SAN ANTONIO -- Can we be completely honest?

OK, good. It took great restraint not to roll our eyes when Rick Carlisle went on and on about his enthusiasm for this team the day after the Dallas Mavericks got routed on the road by the Houston Rockets. After all, the Mavs had lost four of five games at that point to fall seven games under .500.

Well, Carlisle’s relentless enthusiasm has been rewarded since then.

“Why wouldn’t it be?” Carlisle said with a wry smile after Wednesday’s practice at a San Antonio recreation center.

The smiles come a lot easier when the Mavs are winning. And that’s all they’ve done since being humiliated in Houston, matching their season-best winning streak with four in a row, including the first three games of this road trip.

The 30-33 Mavs are still long shots to make the playoffs. They’re also well aware that the caliber of competition is about to kick up several notches, with Thursday’s game against the San Antonio Spurs starting a stretch of facing nine .500-plus foes in 10 games.

But there have been bigger miracles in recent NBA history than the Mavs sneaking into the playoffs. The Mavs, a proud group of pros, are excited about the possibilities at this point, an attitude that has been reflected in their recent performances.

“I like the momentum we’ve got going,” Mavs forward Dirk Nowitzki said. “I like the rhythm we’ve got going. We’ve got to keep playing hard and make plays for each other on the offensive end and just let it all hang out and see what happens.”

Added scorching sixth man Vince Carter: “We’re playing for a lot right now. I think we’re playing with a lot of confidence right now, a lot of momentum. Our togetherness is at an all-time high. We just believe. We had a slow start, but this is going to be fun.”

The Mavs’ previous few meetings with the Spurs this season have certainly not been fun. San Antonio has dominated its Interstate 35 (former?) rival, building leads of 46, 25 and 26 points while handily winning all three games.

The Spurs have been bit by the injury bug, with Tony Parker out for several weeks due to a severely sprained ankle and Tim Duncan and Kawhi Leonard missing Tuesday’s loss to the lowly Timberwolves due to sore knees. But Nowitzki knows better than to expect anything less than the Spurs’ best.

“For some reason against us,” Nowitzki said, “they always play their best game.”

The Mavs need to play their best game 13 or 14 times over the next five weeks to have any hope of extending the franchise’s run of playoff berths to 13 seasons. It’s a challenge they’re enthusiastic about.

## ITEMS
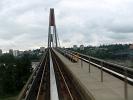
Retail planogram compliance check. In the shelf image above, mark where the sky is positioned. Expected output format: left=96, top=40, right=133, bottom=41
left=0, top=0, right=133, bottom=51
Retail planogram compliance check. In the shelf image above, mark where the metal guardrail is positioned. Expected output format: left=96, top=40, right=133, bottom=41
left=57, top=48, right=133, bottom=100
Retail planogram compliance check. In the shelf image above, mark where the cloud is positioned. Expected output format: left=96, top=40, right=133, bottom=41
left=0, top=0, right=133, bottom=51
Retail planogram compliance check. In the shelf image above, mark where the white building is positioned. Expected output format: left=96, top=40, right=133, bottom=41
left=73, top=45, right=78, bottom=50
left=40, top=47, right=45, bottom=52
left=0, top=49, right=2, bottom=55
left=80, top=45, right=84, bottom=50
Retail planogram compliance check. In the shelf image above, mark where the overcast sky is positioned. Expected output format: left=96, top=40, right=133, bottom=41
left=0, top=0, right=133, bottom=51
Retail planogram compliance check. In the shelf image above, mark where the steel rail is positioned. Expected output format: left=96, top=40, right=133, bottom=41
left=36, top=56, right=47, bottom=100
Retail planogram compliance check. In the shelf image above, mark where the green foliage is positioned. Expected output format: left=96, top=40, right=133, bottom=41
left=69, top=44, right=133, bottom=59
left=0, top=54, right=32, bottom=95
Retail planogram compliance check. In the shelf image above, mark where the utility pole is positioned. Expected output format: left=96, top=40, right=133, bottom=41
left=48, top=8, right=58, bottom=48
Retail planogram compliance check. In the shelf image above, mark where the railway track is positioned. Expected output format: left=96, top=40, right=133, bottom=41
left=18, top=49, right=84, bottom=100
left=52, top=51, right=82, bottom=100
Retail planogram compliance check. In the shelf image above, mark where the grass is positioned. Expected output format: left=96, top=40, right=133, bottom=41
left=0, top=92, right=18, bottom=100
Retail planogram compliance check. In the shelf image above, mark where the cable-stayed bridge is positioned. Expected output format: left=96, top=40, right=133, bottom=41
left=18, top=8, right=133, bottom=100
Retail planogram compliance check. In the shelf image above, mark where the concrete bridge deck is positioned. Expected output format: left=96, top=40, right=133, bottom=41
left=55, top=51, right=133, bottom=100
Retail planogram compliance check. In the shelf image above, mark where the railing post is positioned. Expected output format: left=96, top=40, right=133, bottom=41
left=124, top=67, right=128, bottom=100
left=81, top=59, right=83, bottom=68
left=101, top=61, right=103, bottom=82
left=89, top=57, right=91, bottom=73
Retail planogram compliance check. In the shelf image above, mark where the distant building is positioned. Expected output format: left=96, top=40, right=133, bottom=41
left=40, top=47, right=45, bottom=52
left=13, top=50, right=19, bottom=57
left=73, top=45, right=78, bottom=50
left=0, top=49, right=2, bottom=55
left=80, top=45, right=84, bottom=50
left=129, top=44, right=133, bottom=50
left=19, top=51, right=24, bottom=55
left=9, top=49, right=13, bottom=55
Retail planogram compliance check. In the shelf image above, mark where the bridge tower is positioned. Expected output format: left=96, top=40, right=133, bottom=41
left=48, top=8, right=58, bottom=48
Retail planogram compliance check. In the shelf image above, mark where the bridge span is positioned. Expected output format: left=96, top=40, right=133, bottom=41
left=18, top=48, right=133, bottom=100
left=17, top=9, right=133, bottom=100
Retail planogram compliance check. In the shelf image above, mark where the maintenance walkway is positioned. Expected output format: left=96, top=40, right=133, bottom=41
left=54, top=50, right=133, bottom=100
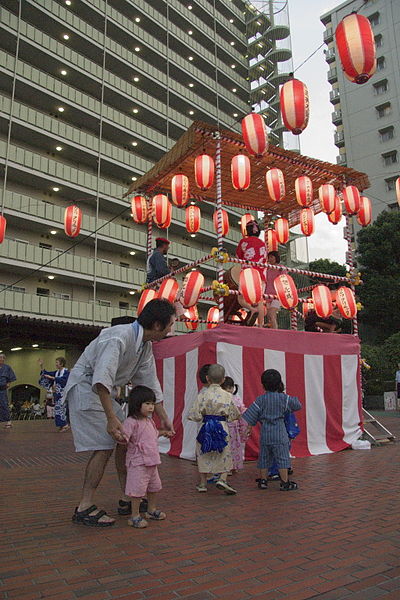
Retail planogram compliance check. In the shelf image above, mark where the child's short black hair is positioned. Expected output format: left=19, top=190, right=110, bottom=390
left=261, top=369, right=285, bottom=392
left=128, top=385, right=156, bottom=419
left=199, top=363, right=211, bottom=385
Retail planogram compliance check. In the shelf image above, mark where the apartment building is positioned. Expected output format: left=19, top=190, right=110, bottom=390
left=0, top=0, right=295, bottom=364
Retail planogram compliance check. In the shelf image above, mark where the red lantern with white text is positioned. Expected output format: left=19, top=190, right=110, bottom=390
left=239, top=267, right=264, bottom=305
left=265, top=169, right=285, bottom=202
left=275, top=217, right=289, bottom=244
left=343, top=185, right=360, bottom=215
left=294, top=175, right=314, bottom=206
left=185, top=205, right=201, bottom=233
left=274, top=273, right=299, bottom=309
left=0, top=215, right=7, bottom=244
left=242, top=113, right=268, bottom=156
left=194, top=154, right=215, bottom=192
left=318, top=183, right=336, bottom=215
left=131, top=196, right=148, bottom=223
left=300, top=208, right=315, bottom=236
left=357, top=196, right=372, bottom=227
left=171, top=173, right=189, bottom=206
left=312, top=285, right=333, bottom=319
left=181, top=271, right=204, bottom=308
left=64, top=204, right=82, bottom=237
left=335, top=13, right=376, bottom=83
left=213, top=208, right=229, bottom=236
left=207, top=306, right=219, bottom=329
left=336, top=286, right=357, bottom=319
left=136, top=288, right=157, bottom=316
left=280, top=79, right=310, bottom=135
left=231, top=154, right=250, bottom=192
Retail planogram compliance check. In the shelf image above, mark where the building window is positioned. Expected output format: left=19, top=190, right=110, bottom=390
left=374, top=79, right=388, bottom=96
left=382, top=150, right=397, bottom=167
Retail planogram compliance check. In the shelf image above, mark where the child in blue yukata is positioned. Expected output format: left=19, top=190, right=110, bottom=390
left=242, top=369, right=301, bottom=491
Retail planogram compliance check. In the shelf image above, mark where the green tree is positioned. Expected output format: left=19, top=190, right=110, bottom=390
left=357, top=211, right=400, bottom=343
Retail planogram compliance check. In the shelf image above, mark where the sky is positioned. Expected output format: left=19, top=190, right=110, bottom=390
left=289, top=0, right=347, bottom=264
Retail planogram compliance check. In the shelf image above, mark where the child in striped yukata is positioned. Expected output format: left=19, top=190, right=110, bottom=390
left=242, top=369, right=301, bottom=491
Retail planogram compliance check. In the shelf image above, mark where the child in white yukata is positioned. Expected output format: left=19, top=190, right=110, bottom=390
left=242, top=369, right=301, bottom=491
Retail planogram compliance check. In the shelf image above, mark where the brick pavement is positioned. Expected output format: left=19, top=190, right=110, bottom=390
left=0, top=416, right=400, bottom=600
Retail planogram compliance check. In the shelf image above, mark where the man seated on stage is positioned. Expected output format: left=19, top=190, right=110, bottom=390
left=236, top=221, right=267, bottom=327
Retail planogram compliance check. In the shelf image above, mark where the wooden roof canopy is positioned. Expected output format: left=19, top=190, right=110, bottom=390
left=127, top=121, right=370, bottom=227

...

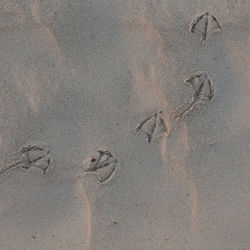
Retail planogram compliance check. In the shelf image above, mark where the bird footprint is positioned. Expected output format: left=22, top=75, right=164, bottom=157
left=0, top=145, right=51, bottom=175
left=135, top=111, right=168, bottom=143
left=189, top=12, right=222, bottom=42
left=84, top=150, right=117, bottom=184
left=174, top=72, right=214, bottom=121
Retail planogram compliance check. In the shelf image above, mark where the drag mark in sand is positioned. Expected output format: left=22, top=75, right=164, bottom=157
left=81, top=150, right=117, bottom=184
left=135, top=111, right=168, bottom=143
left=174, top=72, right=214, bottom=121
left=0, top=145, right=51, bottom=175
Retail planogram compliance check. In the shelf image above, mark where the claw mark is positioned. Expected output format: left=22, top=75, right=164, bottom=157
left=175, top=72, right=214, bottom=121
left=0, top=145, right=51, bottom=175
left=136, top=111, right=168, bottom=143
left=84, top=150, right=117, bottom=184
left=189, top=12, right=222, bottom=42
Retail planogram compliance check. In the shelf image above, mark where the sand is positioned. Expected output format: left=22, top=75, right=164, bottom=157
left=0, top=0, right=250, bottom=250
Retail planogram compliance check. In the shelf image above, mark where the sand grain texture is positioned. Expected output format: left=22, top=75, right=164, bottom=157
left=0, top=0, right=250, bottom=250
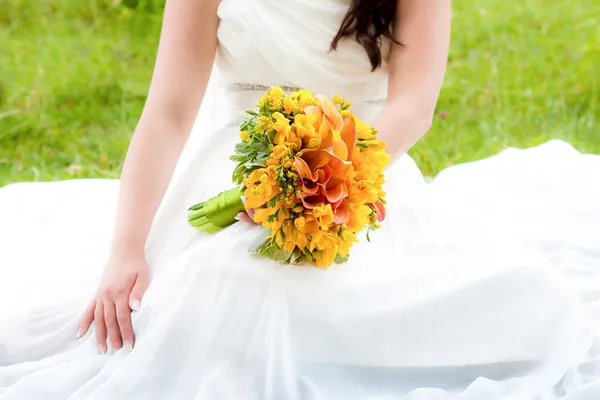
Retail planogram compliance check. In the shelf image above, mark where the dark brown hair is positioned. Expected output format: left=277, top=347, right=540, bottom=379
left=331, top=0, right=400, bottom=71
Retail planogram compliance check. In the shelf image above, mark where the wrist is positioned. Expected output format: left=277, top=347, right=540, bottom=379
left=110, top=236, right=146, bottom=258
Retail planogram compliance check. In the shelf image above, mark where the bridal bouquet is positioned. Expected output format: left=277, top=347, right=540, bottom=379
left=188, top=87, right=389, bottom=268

...

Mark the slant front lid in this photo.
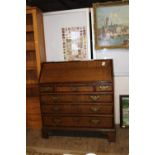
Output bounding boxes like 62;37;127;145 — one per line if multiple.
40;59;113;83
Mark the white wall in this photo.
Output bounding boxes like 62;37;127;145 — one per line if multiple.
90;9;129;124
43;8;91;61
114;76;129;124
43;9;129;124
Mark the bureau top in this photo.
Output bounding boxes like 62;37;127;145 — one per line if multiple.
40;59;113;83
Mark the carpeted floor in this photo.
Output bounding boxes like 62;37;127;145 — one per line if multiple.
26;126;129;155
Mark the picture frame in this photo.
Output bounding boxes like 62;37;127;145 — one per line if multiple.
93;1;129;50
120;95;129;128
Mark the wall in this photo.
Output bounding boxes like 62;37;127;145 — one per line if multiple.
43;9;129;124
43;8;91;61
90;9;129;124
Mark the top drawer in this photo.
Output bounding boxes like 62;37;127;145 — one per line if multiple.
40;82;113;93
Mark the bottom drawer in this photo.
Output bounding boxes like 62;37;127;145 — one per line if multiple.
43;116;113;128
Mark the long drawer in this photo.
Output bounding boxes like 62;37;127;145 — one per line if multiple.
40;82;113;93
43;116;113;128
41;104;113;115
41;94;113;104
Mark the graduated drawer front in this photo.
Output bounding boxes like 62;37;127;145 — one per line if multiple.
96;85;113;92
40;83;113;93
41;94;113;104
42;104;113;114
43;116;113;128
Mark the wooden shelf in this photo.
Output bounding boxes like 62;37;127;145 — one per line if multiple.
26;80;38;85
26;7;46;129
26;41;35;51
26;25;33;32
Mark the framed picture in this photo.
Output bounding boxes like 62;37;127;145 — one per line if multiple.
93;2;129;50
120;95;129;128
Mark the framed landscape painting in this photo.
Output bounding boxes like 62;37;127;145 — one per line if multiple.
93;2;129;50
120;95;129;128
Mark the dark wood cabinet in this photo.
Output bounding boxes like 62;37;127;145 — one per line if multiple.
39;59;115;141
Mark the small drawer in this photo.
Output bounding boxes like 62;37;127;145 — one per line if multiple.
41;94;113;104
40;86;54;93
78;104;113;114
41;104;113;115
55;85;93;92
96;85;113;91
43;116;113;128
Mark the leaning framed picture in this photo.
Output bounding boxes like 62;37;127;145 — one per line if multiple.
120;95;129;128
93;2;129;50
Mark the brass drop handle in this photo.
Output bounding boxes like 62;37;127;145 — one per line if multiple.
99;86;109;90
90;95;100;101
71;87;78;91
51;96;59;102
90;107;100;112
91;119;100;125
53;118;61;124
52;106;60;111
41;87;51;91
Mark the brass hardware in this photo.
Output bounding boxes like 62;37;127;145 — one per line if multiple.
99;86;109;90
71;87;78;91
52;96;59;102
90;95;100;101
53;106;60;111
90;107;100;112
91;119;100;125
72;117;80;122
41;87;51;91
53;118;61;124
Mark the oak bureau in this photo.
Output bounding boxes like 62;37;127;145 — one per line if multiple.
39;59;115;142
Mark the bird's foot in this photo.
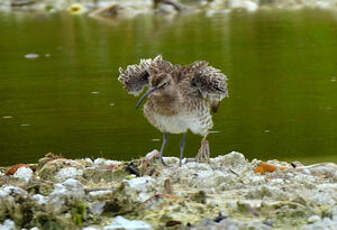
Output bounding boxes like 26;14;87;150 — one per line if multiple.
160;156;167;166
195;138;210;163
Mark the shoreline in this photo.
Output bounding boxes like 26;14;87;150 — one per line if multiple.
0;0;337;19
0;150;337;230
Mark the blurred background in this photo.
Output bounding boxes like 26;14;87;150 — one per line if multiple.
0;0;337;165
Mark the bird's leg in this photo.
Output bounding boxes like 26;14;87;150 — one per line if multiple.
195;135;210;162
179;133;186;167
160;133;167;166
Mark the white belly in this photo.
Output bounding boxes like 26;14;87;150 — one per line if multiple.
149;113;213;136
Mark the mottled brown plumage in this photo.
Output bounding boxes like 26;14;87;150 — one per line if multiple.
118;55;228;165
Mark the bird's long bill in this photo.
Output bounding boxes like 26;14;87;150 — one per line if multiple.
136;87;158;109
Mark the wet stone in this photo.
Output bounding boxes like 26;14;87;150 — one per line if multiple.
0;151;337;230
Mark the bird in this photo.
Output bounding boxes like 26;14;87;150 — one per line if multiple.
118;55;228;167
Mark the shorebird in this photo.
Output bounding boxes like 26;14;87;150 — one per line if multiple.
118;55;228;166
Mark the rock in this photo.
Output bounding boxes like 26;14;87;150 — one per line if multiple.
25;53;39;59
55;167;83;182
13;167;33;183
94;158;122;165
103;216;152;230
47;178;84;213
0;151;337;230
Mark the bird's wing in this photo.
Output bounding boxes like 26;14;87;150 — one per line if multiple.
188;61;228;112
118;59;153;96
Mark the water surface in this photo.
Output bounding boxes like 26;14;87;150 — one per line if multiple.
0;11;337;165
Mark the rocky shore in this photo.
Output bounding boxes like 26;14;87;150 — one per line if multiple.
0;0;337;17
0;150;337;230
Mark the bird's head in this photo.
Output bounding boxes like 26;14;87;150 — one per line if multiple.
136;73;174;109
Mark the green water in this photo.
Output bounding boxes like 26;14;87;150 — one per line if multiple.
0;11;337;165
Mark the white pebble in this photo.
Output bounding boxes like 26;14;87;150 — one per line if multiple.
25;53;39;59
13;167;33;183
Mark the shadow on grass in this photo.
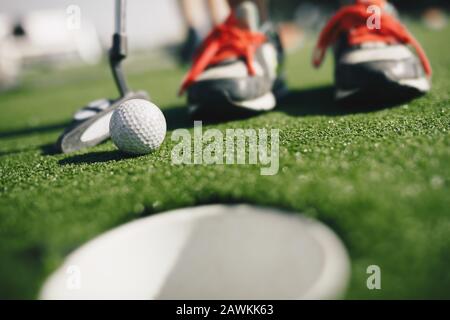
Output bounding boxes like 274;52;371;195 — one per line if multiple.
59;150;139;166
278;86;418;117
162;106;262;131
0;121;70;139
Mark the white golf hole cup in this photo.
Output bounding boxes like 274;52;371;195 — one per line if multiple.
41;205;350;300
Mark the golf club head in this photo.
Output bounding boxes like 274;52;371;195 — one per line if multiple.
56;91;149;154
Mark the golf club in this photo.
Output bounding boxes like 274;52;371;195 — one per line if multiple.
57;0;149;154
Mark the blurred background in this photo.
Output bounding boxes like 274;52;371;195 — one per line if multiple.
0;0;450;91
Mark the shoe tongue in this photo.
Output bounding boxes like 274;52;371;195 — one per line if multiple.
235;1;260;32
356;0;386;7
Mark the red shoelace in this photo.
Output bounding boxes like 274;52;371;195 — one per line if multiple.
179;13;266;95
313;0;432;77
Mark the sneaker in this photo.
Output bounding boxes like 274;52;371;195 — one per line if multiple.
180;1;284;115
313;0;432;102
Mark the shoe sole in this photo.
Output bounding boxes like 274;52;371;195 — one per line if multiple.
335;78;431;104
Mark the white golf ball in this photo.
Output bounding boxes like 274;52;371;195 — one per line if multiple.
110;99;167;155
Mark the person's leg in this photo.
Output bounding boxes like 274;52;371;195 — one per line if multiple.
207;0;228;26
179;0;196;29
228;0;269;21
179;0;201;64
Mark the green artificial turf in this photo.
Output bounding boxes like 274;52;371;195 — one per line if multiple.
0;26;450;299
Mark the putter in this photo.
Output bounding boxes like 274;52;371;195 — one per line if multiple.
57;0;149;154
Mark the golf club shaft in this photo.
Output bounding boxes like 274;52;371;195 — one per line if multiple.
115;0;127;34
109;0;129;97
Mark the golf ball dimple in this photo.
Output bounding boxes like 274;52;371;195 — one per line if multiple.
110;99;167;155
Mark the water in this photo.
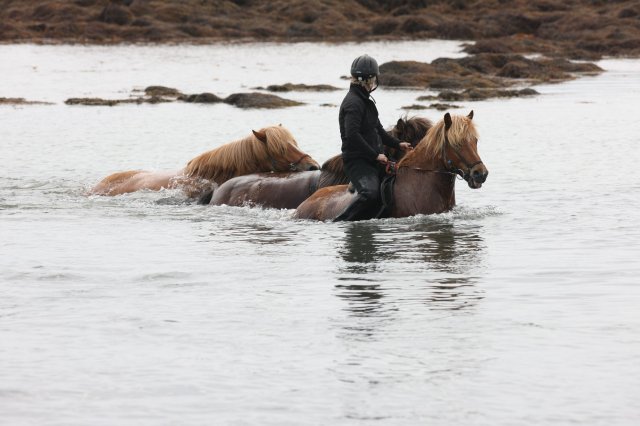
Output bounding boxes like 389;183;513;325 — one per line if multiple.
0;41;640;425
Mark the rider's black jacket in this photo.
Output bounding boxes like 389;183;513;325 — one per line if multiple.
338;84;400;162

## GIVEN REQUEST
Rewrite the Mavericks article, starting with "Well, Carlisle’s relentless" and going on through "in 10 games.", with "practice" changed to "shootaround".

## SOLUTION FOR THIS PROBLEM
Well, Carlisle’s relentless enthusiasm has been rewarded since then.

“Why wouldn’t it be?” Carlisle said with a wry smile after Wednesday’s shootaround at a San Antonio recreation center.

The smiles come a lot easier when the Mavs are winning. And that’s all they’ve done since being humiliated in Houston, matching their season-best winning streak with four in a row, including the first three games of this road trip.

The 30-33 Mavs are still long shots to make the playoffs. They’re also well aware that the caliber of competition is about to kick up several notches, with Thursday’s game against the San Antonio Spurs starting a stretch of facing nine .500-plus foes in 10 games.